• **Set task 1**
In the records, change "wooden plank" to "wooden board" and write out again everything from the line containing "Mark each instance of the small" down to the end of the records, leaving all else unchanged.

• **Text passage**
────────────────────

One of the oldest forms of spectroscopy uses the infrared region of the electromagnetic spectrum. In order to understand IR spectroscopy, we must first consider the motion of atoms in molecules.
Atoms in a molecule do not maintain fixed positions with respect to each other, but actually vibrate back and forth about an average value of interatomic distance with a certain frequency. Think of a child on a swing. The frequency of the back and forth motion can be found by counting the number of swings in a minute. If the child is pushed on the swing when the frequency of pushing matches the frequency of the swinging the child swings higher (greater amplitude) but the frequency remains the same. Organic molecules absorb infrared radiation when the frequency of IR radiation is synchronized with a natural vibration frequency of the molecule. When IR radiation is absorbed, the molecule begins to vibrate with a greater amplitude (but with the same frequency), and thus the molecule has gained energy.
Activity One
Students will investigate the factors affecting the frequency of oscillation of a swing. (See Investigation 1) Teachers should note that the only factor that should affect the frequency of the swing is the length of the swing, therefore, swings of different lengths should be made available. If swings of different lengths are not available the activity can be modified to use pendulums constructed with strings of different lengths.
A molecule can have the following types of motions: (1) translation of the entire molecule, which can be regarded as translation of the center of mass, (2) rotation of the molecule as a framework around its center of mass, (3) vibrations of the individual atoms within the framework, which occur in such a way that the center of mass does not change position and the framework does not rotate. The number of degrees of freedom of a particle equals the number of coordinates required to specify its position in space. A molecule has as many degrees of freedom as the total degrees of freedom of its individual atoms. Each atom has three degrees of freedom corresponding to the Cartesian coordinates (x,y,z) necessary to describe its position relative to other atoms in the molecule. For a molecule composed of n atoms there are 3n degrees of freedom associated with the momentum coordinates. For nonlinear molecules, three degrees of freedom describe rotation and three describe translation; the remaining 3n-6 degrees of freedom are vibrational degrees of freedom or fundamental vibrations. Linear molecules have 3n-5 vibrational degrees of freedom, for only two degrees of freedom are required to describe rotation. Fundamental vibrations involve no change in the center of mass of the molecule.
The ability of a compound to absorb IR energy depends on a net change in the dipole moment occurring when the molecule vibrates. Whether or not such a change occurs depends on the distribution of electrical charges in the molecule. The carbon monoxide molecule can be thought of as a carbon atom joined to an oxygen atom by means of a compressible bond. The carbon has six electrons surrounding its nucleus and oxygen has eight. During a vibration a change in the charge distribution occurs, this appears to the incident IR radiation as an oscillating charge. It is this oscillating charge that the light interacts with. When the frequency of the radiation matches the frequency of the oscillating charge the IR radiation is absorbed. Consequently, carbon monoxide shows an absorption band in the IR region at the frequency corresponding to the vibrational frequency of the nuclei. There is no net change in the dipole moment during the vibration of homonuclear molecules such as O2, N2, and H2, and these molecules do not absorb IR radiation. The ability of a molecule to absorb radiation during a particular vibration depends on its electrical geometry.

────────────────────

• **Supplied data**
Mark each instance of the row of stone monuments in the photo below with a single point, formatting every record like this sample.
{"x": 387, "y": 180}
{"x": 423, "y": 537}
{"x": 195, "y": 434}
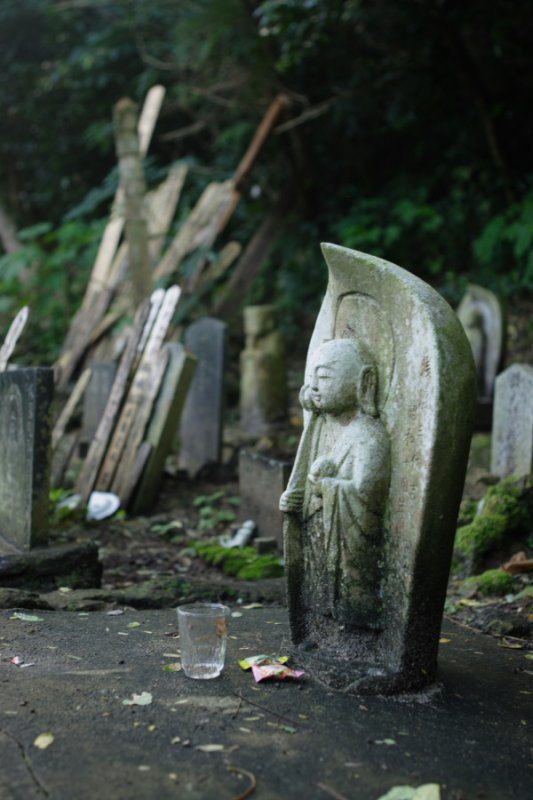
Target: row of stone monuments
{"x": 370, "y": 507}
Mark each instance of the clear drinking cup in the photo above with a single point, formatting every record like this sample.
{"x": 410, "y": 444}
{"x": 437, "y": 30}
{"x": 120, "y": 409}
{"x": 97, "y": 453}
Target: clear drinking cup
{"x": 203, "y": 631}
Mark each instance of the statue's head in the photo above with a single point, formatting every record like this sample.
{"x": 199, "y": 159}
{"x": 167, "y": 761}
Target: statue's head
{"x": 343, "y": 377}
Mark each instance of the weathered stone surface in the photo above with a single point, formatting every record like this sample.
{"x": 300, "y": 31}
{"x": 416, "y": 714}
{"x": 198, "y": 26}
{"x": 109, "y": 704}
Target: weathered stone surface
{"x": 201, "y": 423}
{"x": 25, "y": 397}
{"x": 164, "y": 422}
{"x": 261, "y": 481}
{"x": 73, "y": 565}
{"x": 372, "y": 501}
{"x": 95, "y": 398}
{"x": 482, "y": 317}
{"x": 512, "y": 433}
{"x": 263, "y": 372}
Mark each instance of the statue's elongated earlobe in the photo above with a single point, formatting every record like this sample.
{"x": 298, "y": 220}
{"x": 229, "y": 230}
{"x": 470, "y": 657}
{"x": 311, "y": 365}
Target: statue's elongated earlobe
{"x": 368, "y": 386}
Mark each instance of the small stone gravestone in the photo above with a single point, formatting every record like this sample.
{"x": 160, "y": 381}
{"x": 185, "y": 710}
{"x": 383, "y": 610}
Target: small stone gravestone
{"x": 164, "y": 422}
{"x": 95, "y": 399}
{"x": 481, "y": 315}
{"x": 200, "y": 439}
{"x": 512, "y": 431}
{"x": 371, "y": 505}
{"x": 25, "y": 398}
{"x": 263, "y": 372}
{"x": 261, "y": 481}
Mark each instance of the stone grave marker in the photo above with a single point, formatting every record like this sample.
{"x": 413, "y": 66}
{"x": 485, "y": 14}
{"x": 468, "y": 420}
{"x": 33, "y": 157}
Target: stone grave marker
{"x": 95, "y": 399}
{"x": 372, "y": 501}
{"x": 512, "y": 432}
{"x": 164, "y": 422}
{"x": 264, "y": 396}
{"x": 200, "y": 438}
{"x": 261, "y": 482}
{"x": 481, "y": 315}
{"x": 25, "y": 398}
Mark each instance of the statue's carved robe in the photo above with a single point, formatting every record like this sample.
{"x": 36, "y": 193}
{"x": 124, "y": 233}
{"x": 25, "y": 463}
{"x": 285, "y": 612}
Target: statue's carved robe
{"x": 342, "y": 526}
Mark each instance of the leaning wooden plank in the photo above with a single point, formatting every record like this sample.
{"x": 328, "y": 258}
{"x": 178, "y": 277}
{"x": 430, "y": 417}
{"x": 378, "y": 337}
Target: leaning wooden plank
{"x": 145, "y": 128}
{"x": 70, "y": 406}
{"x": 138, "y": 387}
{"x": 97, "y": 449}
{"x": 134, "y": 190}
{"x": 164, "y": 422}
{"x": 200, "y": 229}
{"x": 99, "y": 290}
{"x": 280, "y": 102}
{"x": 226, "y": 207}
{"x": 62, "y": 456}
{"x": 255, "y": 254}
{"x": 13, "y": 335}
{"x": 162, "y": 204}
{"x": 141, "y": 462}
{"x": 146, "y": 403}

────────────────────

• **Set task 2**
Return everything from "One of the oldest" down to "atoms in molecules." in the passage on IR spectroscopy, copied word for word.

• **Correct answer 1**
Mark each instance of the small stone gravestone in the photo above with a single point, formatting every record like this sample.
{"x": 160, "y": 381}
{"x": 185, "y": 710}
{"x": 383, "y": 610}
Target: small stone gravestone
{"x": 164, "y": 422}
{"x": 95, "y": 399}
{"x": 481, "y": 315}
{"x": 200, "y": 439}
{"x": 512, "y": 431}
{"x": 371, "y": 505}
{"x": 25, "y": 398}
{"x": 263, "y": 372}
{"x": 261, "y": 481}
Mark each instance of the stone grave marker in the photo above with a single point, formatting every record like this sample.
{"x": 413, "y": 66}
{"x": 485, "y": 14}
{"x": 468, "y": 420}
{"x": 33, "y": 157}
Target: stone grave marker
{"x": 95, "y": 399}
{"x": 372, "y": 501}
{"x": 512, "y": 432}
{"x": 164, "y": 422}
{"x": 264, "y": 396}
{"x": 200, "y": 438}
{"x": 261, "y": 482}
{"x": 481, "y": 315}
{"x": 25, "y": 398}
Mark each instance of the statue's carved robe in the photo above with a single point, formatting every record like this sample.
{"x": 36, "y": 193}
{"x": 124, "y": 233}
{"x": 25, "y": 463}
{"x": 285, "y": 612}
Target: statue's carved robe
{"x": 342, "y": 526}
Mark each instance of the leaning wooden board in the photo above with a single point, formatting every record like this sample.
{"x": 328, "y": 258}
{"x": 178, "y": 277}
{"x": 430, "y": 417}
{"x": 378, "y": 337}
Target: leaning wooden board
{"x": 145, "y": 128}
{"x": 70, "y": 406}
{"x": 138, "y": 387}
{"x": 97, "y": 449}
{"x": 134, "y": 190}
{"x": 164, "y": 422}
{"x": 200, "y": 229}
{"x": 99, "y": 290}
{"x": 280, "y": 102}
{"x": 226, "y": 207}
{"x": 62, "y": 456}
{"x": 255, "y": 254}
{"x": 13, "y": 335}
{"x": 162, "y": 204}
{"x": 141, "y": 462}
{"x": 146, "y": 403}

• **Correct answer 2**
One of the oldest forms of spectroscopy uses the infrared region of the electromagnetic spectrum. In order to understand IR spectroscopy, we must first consider the motion of atoms in molecules.